Region labeling records:
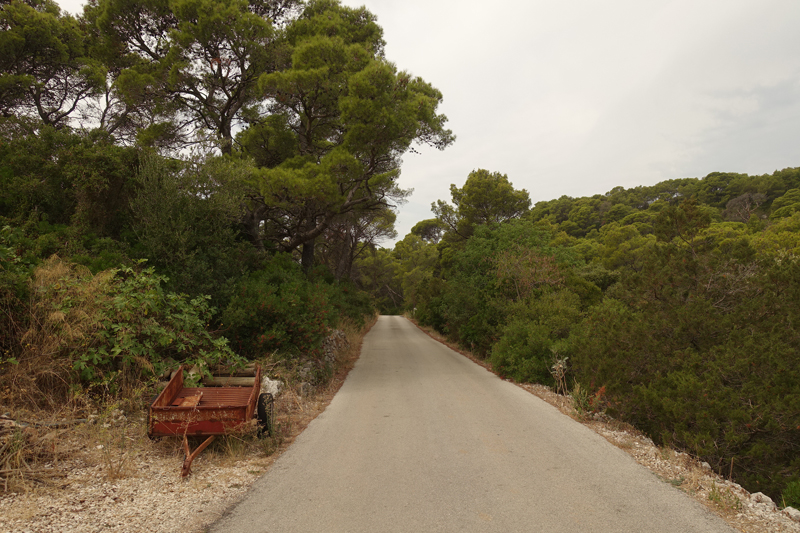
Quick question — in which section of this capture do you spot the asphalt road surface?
[210,316,734,533]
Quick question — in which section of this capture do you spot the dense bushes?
[2,257,241,407]
[222,254,332,358]
[406,169,800,499]
[221,254,373,358]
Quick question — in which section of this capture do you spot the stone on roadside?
[783,507,800,522]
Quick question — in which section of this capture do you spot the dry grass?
[0,256,113,411]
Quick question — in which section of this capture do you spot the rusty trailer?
[147,366,274,477]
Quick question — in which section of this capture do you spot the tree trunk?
[300,239,316,274]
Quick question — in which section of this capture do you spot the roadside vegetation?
[358,168,800,506]
[0,0,454,490]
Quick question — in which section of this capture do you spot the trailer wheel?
[256,392,275,438]
[147,394,161,441]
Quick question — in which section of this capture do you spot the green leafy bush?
[781,481,800,509]
[222,254,335,358]
[4,257,243,406]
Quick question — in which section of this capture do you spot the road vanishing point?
[210,316,735,533]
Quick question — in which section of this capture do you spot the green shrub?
[781,481,800,509]
[222,254,336,358]
[490,320,553,385]
[3,257,243,406]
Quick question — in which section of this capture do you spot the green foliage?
[222,254,335,358]
[0,0,104,127]
[781,481,800,509]
[131,156,255,306]
[431,169,531,239]
[0,226,31,365]
[21,258,245,395]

• _CHALLENGE_: Return all the lines above word for word, omitting the pictures.

• _EXERCISE ANSWER_:
Quick question — in which section of this capture do you spot the asphalt road surface?
[210,316,734,533]
Quick question — in which section of this capture do you spot the dense bushes?
[2,257,241,407]
[222,254,332,358]
[406,169,800,499]
[221,254,373,358]
Quick question — in which section of this capture do you spot the stone on roadside?
[783,507,800,522]
Quick question — in which section of this capture do you spot the dry grass?
[0,256,113,411]
Quick question — in which section of this capture do you spot the rusty trailer?
[147,366,274,477]
Quick question — in which section of this capture do you spot the tree trunk?
[300,239,316,274]
Quick question — in which section of this capture do you spot the roadside vegetation?
[358,168,800,506]
[0,0,454,490]
Quick question — in which section of this capture do you spot the trailer wheel?
[256,392,275,438]
[147,394,161,441]
Quick question — in which section of this capture do you spot the green leafy bush?
[781,481,800,509]
[222,254,335,358]
[4,257,243,406]
Quick question — in which section of this capture do you spot the road vanishing point?
[210,316,735,533]
Quick question — in which section of this capture do you spot the green shrub?
[781,481,800,509]
[222,254,336,358]
[490,320,553,385]
[3,257,243,406]
Quick question — in which section of this capture do you spot the green foliage?
[222,254,335,358]
[0,0,104,127]
[781,481,800,509]
[131,156,255,306]
[431,169,531,239]
[0,226,31,365]
[21,258,245,395]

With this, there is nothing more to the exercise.